Size bir sır vereyim mi? Hepimizin obsesyonel (takıntısal) eğilimlerimiz olabilir. Çünkü beynimiz obsesyon üretmeye yatkındır!
Obsesyonlar 3-6 yaş aralığında tüm çocuklarda görülmeye başlanır. Belli sayılarda bir şeyleri tekrarlama, belli bir düzene göre hareket etme, yastığı olmadan uyumama şeklinde vb. Çocukların gelişiminde bu obsesyonel görünen dönem normaldir. O dönem için çocuklar ritüeller ve törensel davranışlar üstünden öğrenirler. Bahsi geçen yaş aralığı yani 3-6 yaş çocukların dünyayı keşfe çıktıkları yaş olduğundan bazı şeyleri tekrarlamak, öğrenmelerini pekiştirir. Ancak bu durum bir süre sonra geçer ve takıntılar ortadan kalkar. Oysaki OKB masum takıntılardan daha fazlasıdır.
Daha önceki yazımda obsesyonların ve kompulsiyonların ne olduğunu konuşmuştuk. Şimdi isterseniz gelin genetik faktörler dışında başka nelerin OKB nin bir bireyde oluşmasını sağladığını görelim.. Evet beynimiz obsesyonlar üretmeye uygun bir yapıya sahip o halde fark nerede?
Bu iki farklı kişinin bir kapının koluna dokunmaları sırasında beyinlerinden alınmış görüntüler. SARI ve KIRMIZI renkli alanlar beynin bu eylem sırasında aktif hale gelen yerleri. Dikkat ederseniz iki beyinde farklı aktiviteler var. Oysaki yapılan şey aynı, bir kapı koluna dokunmak. OKB li olan kişinin beyni çok daha aktif ve çalışmada. İlk başlarda bunun bir beyin hastalığı olduğu düşünülmüşse de, kişinin OKB si tedavi edilince arada bir farkın kalmadığını görmüşler. Artık biliyoruz ki bu farkın sebebi BEYİNLERİN PROGRAM FARKI. OKB li kişiler farkında olmadan beyinlerini takıntılar üretmeye PROGRAMLI hale getirmişler.

——

### Yapılacak Görevler:
• A. OKB yazısına göre obsesyonlar hangi yaş aralığında tüm çocuklarda görülmeye başlanır?
• B. OKB yazısında "Obsesyonlar 3-6 yaş" ile başlayıp "halde fark nerede?" ile biten bölümü, "ritüeller" sözcüğünü "alışkanlıklar" ile değiştirerek yeniden yazın.
• C. OKB ve beyin üzerine yazıyı, metnin bittiği yerden devam ettirin.

### Toplanan Veriler:
——

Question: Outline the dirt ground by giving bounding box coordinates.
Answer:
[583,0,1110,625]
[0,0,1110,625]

——

### Sıralı Yanıtlar:
• A. 3-6 yaş aralığında.

• B.
Obsesyonlar 3-6 yaş aralığında tüm çocuklarda görülmeye başlanır. Belli sayılarda bir şeyleri tekrarlama, belli bir düzene göre hareket etme, yastığı olmadan uyumama şeklinde vb. Çocukların gelişiminde bu obsesyonel görünen dönem normaldir. O dönem için çocuklar alışkanlıklar ve törensel davranışlar üstünden öğrenirler. Bahsi geçen yaş aralığı yani 3-6 yaş çocukların dünyayı keşfe çıktıkları yaş olduğundan bazı şeyleri tekrarlamak, öğrenmelerini pekiştirir. Ancak bu durum bir süre sonra geçer ve takıntılar ortadan kalkar. Oysaki OKB masum takıntılardan daha fazlasıdır.
Daha önceki yazımda obsesyonların ve kompulsiyonların ne olduğunu konuşmuştuk. Şimdi isterseniz gelin genetik faktörler dışında başka nelerin OKB nin bir bireyde oluşmasını sağladığını görelim.. Evet beynimiz obsesyonlar üretmeye uygun bir yapıya sahip o halde fark nerede?

• C.
Programlamaktan kastım şu;
Kişi takıntısı olan nesneye (yukarıdaki deneyde kapı koluydu) ne zaman yaklaşsa bunla ilgili bir çok düşünce ve duygu yaşamaya başlıyor ve buna yönelik bir tepkiler dizisi geliştiriyor. Mesela dokunmama, dokunacaksa mendille veya eldivenle dokunma, bunlar olmadan dokunduysa hemen ellerini yıkama gibi… Bu tutumlar bir süre sonra kişi farketmeden beynini adeta PROGRAMLIYOR.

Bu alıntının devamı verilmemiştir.